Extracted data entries
=== Section Start ===

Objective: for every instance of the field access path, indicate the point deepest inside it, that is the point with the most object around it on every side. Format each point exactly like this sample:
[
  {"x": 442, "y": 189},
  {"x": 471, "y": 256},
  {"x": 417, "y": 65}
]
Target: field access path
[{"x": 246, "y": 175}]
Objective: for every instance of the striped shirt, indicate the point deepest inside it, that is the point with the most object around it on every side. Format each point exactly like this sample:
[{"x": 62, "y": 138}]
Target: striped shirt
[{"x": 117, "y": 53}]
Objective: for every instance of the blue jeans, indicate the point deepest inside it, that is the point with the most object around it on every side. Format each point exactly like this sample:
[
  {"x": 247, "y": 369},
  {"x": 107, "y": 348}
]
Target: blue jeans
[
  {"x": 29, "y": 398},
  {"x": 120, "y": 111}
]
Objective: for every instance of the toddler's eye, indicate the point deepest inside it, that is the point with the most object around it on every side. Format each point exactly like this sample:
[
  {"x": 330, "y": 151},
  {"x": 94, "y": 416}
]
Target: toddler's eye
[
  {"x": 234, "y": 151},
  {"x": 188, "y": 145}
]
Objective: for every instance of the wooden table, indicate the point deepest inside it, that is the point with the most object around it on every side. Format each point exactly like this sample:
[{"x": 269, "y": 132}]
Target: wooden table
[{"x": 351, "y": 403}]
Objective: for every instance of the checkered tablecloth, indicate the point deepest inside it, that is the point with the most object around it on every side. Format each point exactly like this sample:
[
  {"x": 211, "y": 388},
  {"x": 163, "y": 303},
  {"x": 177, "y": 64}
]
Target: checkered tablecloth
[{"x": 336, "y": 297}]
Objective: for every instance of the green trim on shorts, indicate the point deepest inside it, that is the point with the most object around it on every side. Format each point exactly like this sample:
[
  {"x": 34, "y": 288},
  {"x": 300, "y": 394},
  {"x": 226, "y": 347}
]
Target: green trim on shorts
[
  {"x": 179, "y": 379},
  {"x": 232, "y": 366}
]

=== Section End ===

AIM OF THE TASK.
Repeat all of the records verbatim, leaving nothing out.

ANSWER TO THIS TASK.
Objective: for every instance of the field access path, indicate the point deepest inside it, that is the point with the most object around it on every side. Format each point exactly like this sample:
[
  {"x": 442, "y": 189},
  {"x": 471, "y": 256},
  {"x": 417, "y": 65}
]
Target: field access path
[{"x": 246, "y": 175}]
Objective: for every instance of the striped shirt, indicate the point deepest inside it, that is the point with the most object around it on every side. Format each point exactly like this sample:
[{"x": 62, "y": 138}]
Target: striped shirt
[{"x": 117, "y": 53}]
Objective: for every instance of the blue jeans, indicate the point deepest inside it, that is the point with the most object around it on every side. Format each point exactly like this sample:
[
  {"x": 247, "y": 369},
  {"x": 107, "y": 348}
]
Target: blue jeans
[
  {"x": 29, "y": 398},
  {"x": 120, "y": 111}
]
Objective: for every instance of the toddler's eye, indicate the point deepest inside it, that is the point with the most object around it on every side. Format each point exactly like this sample:
[
  {"x": 330, "y": 151},
  {"x": 94, "y": 416}
]
Target: toddler's eye
[
  {"x": 234, "y": 151},
  {"x": 188, "y": 145}
]
Objective: for every instance of the wooden table, indicate the point deepest inside it, that is the point with the most object around it on every side. Format each point exactly like this sample:
[{"x": 269, "y": 132}]
Target: wooden table
[{"x": 351, "y": 403}]
Objective: for every instance of the checkered tablecloth, indicate the point deepest inside it, that is the point with the most object around it on every side. Format each point exactly like this sample:
[
  {"x": 211, "y": 388},
  {"x": 163, "y": 303},
  {"x": 177, "y": 64}
]
Target: checkered tablecloth
[{"x": 336, "y": 297}]
Objective: for every instance of the green trim on shorts, indicate the point deepest inside it, that is the point with the most object around it on every side. Format each point exactly like this sample:
[
  {"x": 34, "y": 288},
  {"x": 300, "y": 394},
  {"x": 226, "y": 347}
]
Target: green trim on shorts
[
  {"x": 179, "y": 379},
  {"x": 232, "y": 366}
]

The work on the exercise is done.